Your task:
Copy every one of the records below line for line, changing nothing.

Labeled-object pointing entries:
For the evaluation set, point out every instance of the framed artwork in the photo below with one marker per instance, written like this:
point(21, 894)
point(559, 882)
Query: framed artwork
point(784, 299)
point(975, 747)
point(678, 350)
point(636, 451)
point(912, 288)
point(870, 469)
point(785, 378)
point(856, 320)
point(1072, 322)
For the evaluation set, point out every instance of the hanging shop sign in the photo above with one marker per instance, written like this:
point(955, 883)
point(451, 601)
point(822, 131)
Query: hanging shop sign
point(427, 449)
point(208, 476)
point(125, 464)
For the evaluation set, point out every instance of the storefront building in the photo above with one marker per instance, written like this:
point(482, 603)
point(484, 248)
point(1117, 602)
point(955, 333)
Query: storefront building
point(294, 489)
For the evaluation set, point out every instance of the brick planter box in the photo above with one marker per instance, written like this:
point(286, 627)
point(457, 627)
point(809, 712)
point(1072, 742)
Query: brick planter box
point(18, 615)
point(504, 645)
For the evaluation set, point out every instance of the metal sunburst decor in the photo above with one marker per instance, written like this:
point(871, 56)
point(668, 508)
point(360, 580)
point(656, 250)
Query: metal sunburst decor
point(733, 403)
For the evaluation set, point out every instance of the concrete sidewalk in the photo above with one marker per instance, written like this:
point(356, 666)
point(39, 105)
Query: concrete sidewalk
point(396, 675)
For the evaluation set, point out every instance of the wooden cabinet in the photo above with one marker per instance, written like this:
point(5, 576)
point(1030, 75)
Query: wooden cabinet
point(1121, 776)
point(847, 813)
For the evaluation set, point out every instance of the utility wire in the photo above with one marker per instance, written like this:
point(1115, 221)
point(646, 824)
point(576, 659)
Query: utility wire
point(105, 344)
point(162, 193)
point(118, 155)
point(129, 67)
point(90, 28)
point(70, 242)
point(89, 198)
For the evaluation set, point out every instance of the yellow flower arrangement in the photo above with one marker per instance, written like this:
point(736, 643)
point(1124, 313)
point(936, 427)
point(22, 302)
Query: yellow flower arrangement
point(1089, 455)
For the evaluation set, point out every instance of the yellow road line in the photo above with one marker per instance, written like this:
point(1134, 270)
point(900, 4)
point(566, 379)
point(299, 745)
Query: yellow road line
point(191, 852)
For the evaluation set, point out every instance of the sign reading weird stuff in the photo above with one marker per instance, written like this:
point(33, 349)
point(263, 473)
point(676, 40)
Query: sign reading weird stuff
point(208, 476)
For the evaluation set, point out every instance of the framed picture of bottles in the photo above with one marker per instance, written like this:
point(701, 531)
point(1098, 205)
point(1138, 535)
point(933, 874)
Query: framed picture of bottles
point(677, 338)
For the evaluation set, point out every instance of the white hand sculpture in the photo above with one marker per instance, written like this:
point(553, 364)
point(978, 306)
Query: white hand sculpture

The result:
For the evaluation set, point out every instance of the framed artwork in the photo below with one marker per instance, written like this:
point(21, 894)
point(559, 882)
Query: framed artwork
point(784, 299)
point(975, 747)
point(678, 350)
point(636, 451)
point(912, 288)
point(870, 469)
point(785, 378)
point(856, 320)
point(1072, 322)
For the evaluation set, point out every instance of the hanging shop sign in the photo above with one marker per instance, written like this:
point(955, 883)
point(451, 601)
point(822, 131)
Query: hanging shop sign
point(427, 449)
point(208, 476)
point(125, 464)
For the evaluation set, point out every instance of the storefront building in the photo above with one marker per instance, written like this:
point(482, 603)
point(484, 248)
point(1117, 602)
point(955, 333)
Query: storefront building
point(294, 489)
For the evaluation set, point out every instance of the brick planter box in the photo above with one marker per instance, written like this:
point(286, 627)
point(457, 627)
point(809, 712)
point(1072, 742)
Query: brick planter box
point(18, 615)
point(504, 645)
For the evaluation set, point out every instance of the metal sunburst decor in the photo above with one marker per instance, written like this:
point(871, 56)
point(668, 508)
point(360, 580)
point(656, 250)
Query: metal sunburst decor
point(733, 403)
For the evaluation set, point out every instance of the concrete sidewalk in the photo above with one marker per instance, written like this:
point(356, 666)
point(39, 105)
Query: concrete sidewalk
point(396, 675)
For the evaluation set, point out every instance of the wooden cabinet in the photo above with one marker per instance, written like this:
point(5, 576)
point(1030, 75)
Query: wooden cabinet
point(1121, 776)
point(847, 813)
For the evaluation set, point out every instance of the utility wire in the photo above with one marker per instance, written like this:
point(1115, 221)
point(646, 824)
point(576, 659)
Query: utility wire
point(105, 344)
point(162, 193)
point(118, 155)
point(129, 67)
point(90, 28)
point(70, 242)
point(89, 198)
For the evaluation set, point out every instance of the yellow flower arrangement in the photo above with one marker per instance, written like this:
point(736, 643)
point(1124, 313)
point(936, 427)
point(22, 302)
Query: yellow flower arrangement
point(1089, 455)
For the evaluation set, point out every instance of the yellow road line in the photo above with one marker per instance, written like this:
point(1134, 270)
point(900, 4)
point(566, 379)
point(299, 745)
Query: yellow road line
point(191, 852)
For the evaluation set, point out every instance of the sign reading weird stuff in the photo above with one marker per instance, written like this:
point(33, 349)
point(263, 473)
point(676, 40)
Query: sign reading weird stuff
point(208, 476)
For the evaluation set, point out every instance of the framed picture of bottles in the photo above with one marker per instance, written like this:
point(701, 531)
point(1098, 205)
point(1138, 535)
point(933, 874)
Query: framed picture of bottles
point(677, 338)
For the evaluation set, point out every instance of the white hand sculpture in the photo above with one marker per instance, written like this:
point(553, 364)
point(978, 306)
Query: white hand sculpture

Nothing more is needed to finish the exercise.